DIRECTIONS →
Type the entries out again exactly as they read, but leave every picture behind.

= = = =

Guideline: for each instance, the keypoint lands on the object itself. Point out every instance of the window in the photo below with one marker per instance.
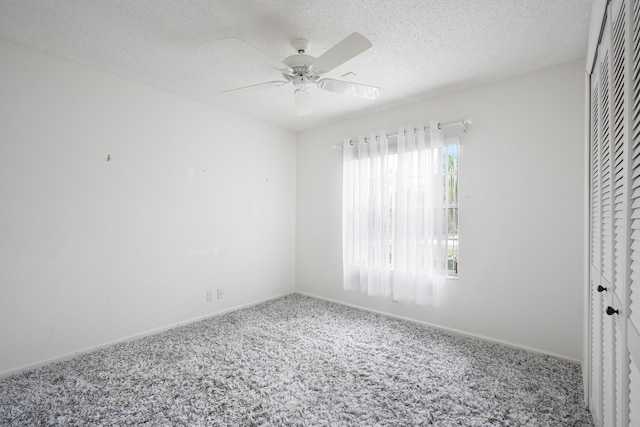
(400, 213)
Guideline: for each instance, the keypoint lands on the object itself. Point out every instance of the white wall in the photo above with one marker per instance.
(521, 211)
(93, 251)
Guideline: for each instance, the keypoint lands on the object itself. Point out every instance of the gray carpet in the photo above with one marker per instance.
(299, 361)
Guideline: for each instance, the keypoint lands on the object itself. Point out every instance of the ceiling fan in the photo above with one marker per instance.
(303, 70)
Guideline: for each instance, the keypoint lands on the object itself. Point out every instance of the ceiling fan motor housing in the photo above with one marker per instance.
(302, 73)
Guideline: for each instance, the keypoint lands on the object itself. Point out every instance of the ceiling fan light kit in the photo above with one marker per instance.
(302, 70)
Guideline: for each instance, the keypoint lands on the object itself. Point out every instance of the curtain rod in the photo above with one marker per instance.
(462, 123)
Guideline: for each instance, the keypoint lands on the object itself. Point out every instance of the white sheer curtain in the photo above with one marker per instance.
(393, 215)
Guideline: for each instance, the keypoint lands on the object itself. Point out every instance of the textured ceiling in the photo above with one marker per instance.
(419, 47)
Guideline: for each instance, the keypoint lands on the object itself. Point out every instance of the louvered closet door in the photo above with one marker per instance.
(633, 113)
(614, 374)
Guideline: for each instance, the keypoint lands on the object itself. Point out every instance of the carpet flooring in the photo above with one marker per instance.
(299, 361)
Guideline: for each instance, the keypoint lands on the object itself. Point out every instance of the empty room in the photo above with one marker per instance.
(354, 213)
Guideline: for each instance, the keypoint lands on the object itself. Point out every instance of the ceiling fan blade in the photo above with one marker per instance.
(348, 48)
(259, 86)
(303, 102)
(256, 53)
(348, 88)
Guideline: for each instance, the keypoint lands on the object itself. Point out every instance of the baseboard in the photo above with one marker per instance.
(147, 333)
(446, 329)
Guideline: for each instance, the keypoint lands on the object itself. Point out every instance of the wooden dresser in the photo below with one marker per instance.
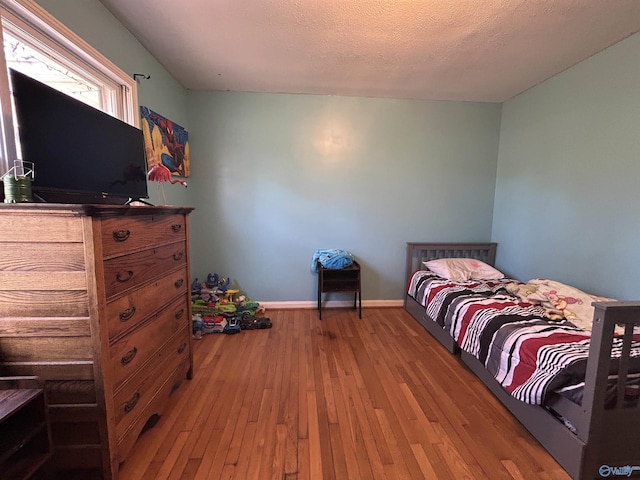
(95, 300)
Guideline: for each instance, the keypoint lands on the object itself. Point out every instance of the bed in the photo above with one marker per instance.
(594, 435)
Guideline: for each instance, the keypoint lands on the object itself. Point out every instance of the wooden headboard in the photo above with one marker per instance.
(423, 252)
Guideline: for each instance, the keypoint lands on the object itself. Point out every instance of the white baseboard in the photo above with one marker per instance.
(331, 304)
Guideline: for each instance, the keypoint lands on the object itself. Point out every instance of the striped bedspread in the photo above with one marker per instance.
(528, 354)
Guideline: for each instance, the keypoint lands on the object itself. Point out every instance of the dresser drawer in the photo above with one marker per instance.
(136, 394)
(157, 406)
(133, 350)
(125, 313)
(126, 234)
(129, 271)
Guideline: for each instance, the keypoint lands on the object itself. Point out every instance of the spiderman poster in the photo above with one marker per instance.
(166, 144)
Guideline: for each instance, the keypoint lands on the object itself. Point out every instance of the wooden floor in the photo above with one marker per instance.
(340, 398)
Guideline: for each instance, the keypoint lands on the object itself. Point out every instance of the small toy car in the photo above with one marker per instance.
(232, 326)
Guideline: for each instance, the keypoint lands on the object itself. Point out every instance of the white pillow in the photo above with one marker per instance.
(463, 269)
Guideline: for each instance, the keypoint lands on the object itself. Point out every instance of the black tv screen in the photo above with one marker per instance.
(80, 154)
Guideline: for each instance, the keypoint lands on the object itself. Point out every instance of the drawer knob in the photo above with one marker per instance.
(130, 355)
(124, 277)
(127, 314)
(131, 403)
(121, 235)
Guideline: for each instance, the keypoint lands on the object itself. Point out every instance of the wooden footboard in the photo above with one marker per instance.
(417, 253)
(605, 437)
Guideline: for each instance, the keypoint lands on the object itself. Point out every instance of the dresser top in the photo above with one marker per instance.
(92, 210)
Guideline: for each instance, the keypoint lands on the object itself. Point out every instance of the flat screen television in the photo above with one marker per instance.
(80, 154)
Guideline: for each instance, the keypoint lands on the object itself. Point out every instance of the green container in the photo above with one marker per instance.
(17, 190)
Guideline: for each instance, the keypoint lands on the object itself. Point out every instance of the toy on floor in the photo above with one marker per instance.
(233, 326)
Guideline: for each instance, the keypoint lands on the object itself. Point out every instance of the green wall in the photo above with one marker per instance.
(567, 195)
(277, 177)
(90, 20)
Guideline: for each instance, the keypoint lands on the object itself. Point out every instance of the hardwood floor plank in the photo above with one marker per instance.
(337, 398)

= = = =

TASK ANSWER →
Guideline: for each instance, the keypoint lands on the object itself. Point out every instance of the window in the photo below with one marker per instance.
(400, 213)
Guideline: for each instance, the keypoint lands on the object itself. Point out every instance of the white wall in the photo above with one marker per instance.
(521, 211)
(93, 251)
Guideline: for each instance, the keypoint lands on the object itself. Point out every instance of the gray carpet in the photo above with one marker per instance.
(299, 361)
Guideline: for each instance, the keypoint lands on the object itself. Point out every instance of the ceiling fan in the photo above with one marker per instance.
(303, 70)
Guideline: for each instance, the keypoint lands on the object itself. Point out every instance of the ceiling fan motor housing in the photo above with one marker per instance.
(302, 73)
Guideline: for each instance, the keypoint lands on the object itself. Point out every instance of the ceiling fan light kit in the photo above with one marker per instance.
(302, 70)
Guideline: for each instance, the keypoint lands on the object itself. Point out every instance of the curtain rod in the photo above with one marker per instance.
(462, 123)
Guideline: for each instance, the keypoint lands on the object itself. Point out every instance of the white sheer curtain in the photo above with one marker per instance.
(393, 215)
Guideline: for each instance, the keypoint lands on the object itself. Point out every instance of the textured ceiling in the photo above with one marker per instance.
(419, 47)
Guideline: for each instance, the keypoint lands on the object itself. Point out every instance of the louvered closet door in the photo above with one marker per instance.
(633, 113)
(614, 374)
Guideline: for each instance, the keypoint lands on the object itself. Point out every instance of the carpet flooring in the photo above with one marker per instance.
(299, 361)
Guideline: for each instance, the keypoint lands on the object itself. Point out every instance of the empty room in the photo above with one marker per instance.
(354, 213)
Guideline: for each instance, the keypoint lands on the object itself. Point out every instance of the ceiling fan blade in the photo above with one marker per instance.
(348, 48)
(259, 86)
(303, 102)
(256, 53)
(348, 88)
Guideline: for each instance, the keypoint lands on the object itself. Point out every instance of the baseboard in the photo above with one marker per instance.
(147, 333)
(446, 329)
Guideline: for each instance, the keypoint lands on the object itself. Point out every instance of the wooden dresser in the photo below with one marker per instance.
(95, 300)
Guideline: for each instance, the keypoint lands on the object itself. Point out every instance of the bed in the photo above with one marker per instance.
(594, 435)
Guideline: for each instance, the keypoint lands on the object itself. Point out every instance of the wooden headboard in the photo above with one marker per instance.
(423, 252)
Guideline: for each instance, the keypoint lands on the object itself. Point out every instance of the white baseboard in the photo above with one marker per instance.
(331, 304)
Guideline: for each instance, the keypoint lands on the object itself. Point out every instance of the striped bedspread in the photo above with one marker per instance.
(528, 354)
Guideline: for each instance, the keypoint lands on the object itself. Point out every instance of the dresser drawer in the photo above with one marker per instance.
(136, 394)
(157, 406)
(133, 350)
(125, 313)
(126, 234)
(129, 271)
Guideline: for each instance, the keypoint lands on the object itself. Point out every instance of the spiderman poster in the photo above with one marker per instance.
(166, 144)
Guideline: for each instance, the keypoint lands on the object itself. Point out every instance of the wooden floor in the photo above with one marker per instance.
(340, 398)
Guideline: for each instance, the keypoint lands on the object itself. Point out every instance of the small toy car in the photo above with one marker per instance.
(232, 326)
Guideline: for each instance, the keypoint lands on the object itself. Point out every instance of the white pillow in the photo above with one marker per instance.
(463, 269)
Guideline: for each instance, the keypoint lands on the object itself. Point out every instance of the black tv screen in the photo above with one marker per instance.
(80, 154)
Guideline: for each instance, the keypoint lands on the object itself. Point out every instance of the drawer knob in the photo above with one marker per instance.
(130, 355)
(124, 277)
(127, 314)
(131, 403)
(121, 235)
Guideline: for each instance, the keypoint lands on the object itself. Point out every instance of the wooden footboard in the photo above with one marker per instance.
(417, 253)
(605, 437)
Guideline: for each instance, the keypoint lands on the object itself. Point out every instance of the dresser top in the photo above with one marker per instance.
(92, 210)
Guideline: for each instance, the keypoint lands on the object itself. Point out every instance of the flat screen television in the photo above with one marker per instance.
(80, 154)
Guideline: for each instance, the keypoint lands on the object itself. Point out every instance of the green container in the photo above with one marker per instance.
(17, 190)
Guideline: for each instance, the keypoint lands on the object itself. Point out every instance of the toy on floor in the photo above with one marker per instance.
(233, 326)
Guideline: for each instance, the keypoint lands on the object itself. Point out every instance of the green wall in the photo above with one marker per instance.
(567, 195)
(277, 177)
(90, 20)
Guideline: for each instance, the keypoint lands on the object itself. Point out every instance of the hardwood floor plank in the photo above with one marker per instance.
(337, 398)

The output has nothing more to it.